START Document segment
What Next?
Yesterday (May 17 2010), after months of painstaking negotiations, an agreement between the leaders of Iran, Turkey, and Brazil led to the release of a nuclear communiqué confirming Iran’s agreement to a nuclear fuel exchange. According to the communiqué, Iran has agreed to send 1200 kilograms of its low-enriched uranium (LEU) to Turkey in return for 120 kilograms of twenty-percent enriched uranium—required for Tehran’s medical research reactor—within a year. This agreement, however, hinges on the approval of the Vienna Group—the U.S., France, Russia, and the IAEA—the presumed suppliers of any highly enriched uranium (to be used as fuel).
The Tehran agreement is the first step towards de-escalation of tensions between Iran and the UN Security Council. During recent months, the United States and its European partners have been straining nerves to pass a new sanction resolution against Tehran. On Friday, May 14, U.S. Secretary of State Hillary Clinton said that she believed no serious response would come from the Iranians before the next round of UNSC sanctions. In a similar tone, Russian President Dmitri Medvedev said that Brazilian President Lula had a thirty percent chance, at best, of success in negotiating an agreement in Tehran.
For Washington and its allies, the most desired outcome of the meetings in Tehran between Lula, Erdogan, and the Iranian government, would be failed negotiations that would pave the way for the passing of another sanction resolution and a tightening of the cordon around Iran. One of the first overseas reactions after the Tehran statement came from Tel Aviv, where Iran was accused of taking advantage of Turkey’s and Brazil’s goodwill. Obviously, Israel’s interests lie in the continuation of the nuclear crisis and for Tel Aviv, détente between Tehran and the global powers will undermine its interests in the long-term. (Meanwhile, the West may demand a modification of the Tehran Declaration. For example, while the declaration addresses the sending of 1200 kilograms of LEU outside the country, the U.S. is demanding that 1500 kilograms be delivered.)
END Document segment
Activity A:
Say whether each statement agrees with the article on the Tehran nuclear fuel agreement. Answer yes or no for each, and quote the words of the article that decide it.
(i) Under the communiqué, Iran agreed to send 1500 kilograms of low-enriched uranium to Turkey.
(ii) Medvedev put Lula's chance of success in Tehran at thirty percent at most.
(iii) The agreement depends on approval from the Vienna Group.
Activity B:
Using the article on the Tehran nuclear fuel agreement, answer each question:
(i) What is the twenty-percent enriched uranium required for?
(ii) On what day and date did Hillary Clinton give her view on an Iranian response?
(iii) Where did one of the first overseas reactions to the Tehran statement come from?
Activity C: Resume the article on the Tehran nuclear fuel agreement after its final sentence, and carry it forward in the same voice.
START Listed entries
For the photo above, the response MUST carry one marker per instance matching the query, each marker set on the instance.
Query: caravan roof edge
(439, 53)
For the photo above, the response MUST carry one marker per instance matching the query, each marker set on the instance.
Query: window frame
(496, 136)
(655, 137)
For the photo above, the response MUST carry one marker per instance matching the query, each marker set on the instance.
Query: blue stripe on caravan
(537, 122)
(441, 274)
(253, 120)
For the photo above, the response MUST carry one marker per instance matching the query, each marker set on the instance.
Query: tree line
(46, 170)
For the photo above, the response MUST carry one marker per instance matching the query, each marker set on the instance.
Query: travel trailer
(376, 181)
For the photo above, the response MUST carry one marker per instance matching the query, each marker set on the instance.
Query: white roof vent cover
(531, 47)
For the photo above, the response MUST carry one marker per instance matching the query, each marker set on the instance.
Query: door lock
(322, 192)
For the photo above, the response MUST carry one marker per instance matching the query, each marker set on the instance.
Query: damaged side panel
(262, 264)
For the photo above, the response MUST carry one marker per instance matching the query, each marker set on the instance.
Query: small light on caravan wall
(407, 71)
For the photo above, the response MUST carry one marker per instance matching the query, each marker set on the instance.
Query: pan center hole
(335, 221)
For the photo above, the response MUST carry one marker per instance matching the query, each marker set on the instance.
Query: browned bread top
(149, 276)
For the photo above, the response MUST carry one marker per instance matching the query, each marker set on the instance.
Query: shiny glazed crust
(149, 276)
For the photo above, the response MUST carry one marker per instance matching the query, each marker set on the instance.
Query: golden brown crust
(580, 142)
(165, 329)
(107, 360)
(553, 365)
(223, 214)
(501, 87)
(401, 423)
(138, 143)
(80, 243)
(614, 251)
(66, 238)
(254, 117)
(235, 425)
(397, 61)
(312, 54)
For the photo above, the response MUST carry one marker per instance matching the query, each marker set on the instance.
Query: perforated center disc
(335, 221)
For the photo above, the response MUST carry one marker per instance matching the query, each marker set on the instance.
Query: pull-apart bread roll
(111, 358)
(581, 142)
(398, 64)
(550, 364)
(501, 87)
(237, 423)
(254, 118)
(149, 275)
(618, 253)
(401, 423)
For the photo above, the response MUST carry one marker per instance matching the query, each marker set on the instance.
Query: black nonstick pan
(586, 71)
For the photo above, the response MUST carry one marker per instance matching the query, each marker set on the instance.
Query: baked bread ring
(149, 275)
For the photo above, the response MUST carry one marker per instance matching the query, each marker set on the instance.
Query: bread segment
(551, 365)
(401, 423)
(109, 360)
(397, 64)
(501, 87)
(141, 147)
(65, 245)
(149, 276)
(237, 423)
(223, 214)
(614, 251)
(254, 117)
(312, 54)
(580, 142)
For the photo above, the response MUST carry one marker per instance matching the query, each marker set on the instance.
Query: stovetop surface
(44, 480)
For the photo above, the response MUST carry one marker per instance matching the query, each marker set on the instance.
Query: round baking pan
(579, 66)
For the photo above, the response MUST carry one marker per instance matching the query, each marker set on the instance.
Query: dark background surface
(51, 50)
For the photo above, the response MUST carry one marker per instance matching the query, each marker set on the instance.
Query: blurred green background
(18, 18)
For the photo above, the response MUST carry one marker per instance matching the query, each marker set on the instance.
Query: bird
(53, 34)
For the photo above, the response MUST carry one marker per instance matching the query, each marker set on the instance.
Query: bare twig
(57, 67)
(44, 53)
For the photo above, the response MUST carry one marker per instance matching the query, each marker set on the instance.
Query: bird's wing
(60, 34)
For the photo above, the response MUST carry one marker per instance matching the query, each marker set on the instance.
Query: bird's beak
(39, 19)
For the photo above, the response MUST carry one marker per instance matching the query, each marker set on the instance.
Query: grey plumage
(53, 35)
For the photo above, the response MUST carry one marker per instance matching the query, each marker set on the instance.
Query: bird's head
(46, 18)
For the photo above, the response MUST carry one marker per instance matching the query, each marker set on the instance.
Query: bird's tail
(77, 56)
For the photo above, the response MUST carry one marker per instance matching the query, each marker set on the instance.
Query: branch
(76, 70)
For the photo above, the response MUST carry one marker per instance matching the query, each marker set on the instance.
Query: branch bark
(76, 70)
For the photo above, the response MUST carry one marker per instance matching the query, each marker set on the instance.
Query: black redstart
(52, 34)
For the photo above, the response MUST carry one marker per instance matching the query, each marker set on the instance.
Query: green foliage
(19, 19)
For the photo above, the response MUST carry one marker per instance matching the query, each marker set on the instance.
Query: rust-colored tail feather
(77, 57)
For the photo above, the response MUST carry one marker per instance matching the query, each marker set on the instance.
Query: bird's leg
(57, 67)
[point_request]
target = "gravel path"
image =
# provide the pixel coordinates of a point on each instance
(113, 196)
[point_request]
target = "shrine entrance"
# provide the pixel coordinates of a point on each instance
END Listed entries
Task response A:
(i) No: "Iran has agreed to send 1200 kilograms of its low-enriched uranium (LEU) to Turkey"
(ii) Yes: "Brazilian President Lula had a thirty percent chance, at best, of success in negotiating an agreement in Tehran"
(iii) Yes: "This agreement, however, hinges on the approval of the Vienna Group"

Task response B:
(i) Tehran's medical research reactor
(ii) Friday, May 14
(iii) Tel Aviv

Task response C:
In the current situation, Iran must heed the following:
1. Iranian political groups, without exception, should voice support for the Tehran Declaration. Although some analysts believe that the declaration should have been released earlier, in the current climate such talk is diversionary. The nuclear program is all about our national security and interests. Whatever our criticisms of the current administration, we must support Iran’s officials at this critical point. A flexible strategy –under the supervision of the Supreme Leader- signals the skills of the Iranian diplomatic body. In the meantime, citizens, the media, and political groups should be informed of the technical and legal aspects of the agreement.
2. The Tehran Declaration stresses Iran’s inalienable rights based on the Non-Proliferation Treaty. It is necessary to address in future agreements that the Tehran Declaration will be binding only if there are no further discussions of new sanctions by the UN Security Council. Otherwise, what will Iran have gained if the UNSC approves another round of sanctions? This must certainly be addressed in the likely upcoming joint declaration with the Vienna Group.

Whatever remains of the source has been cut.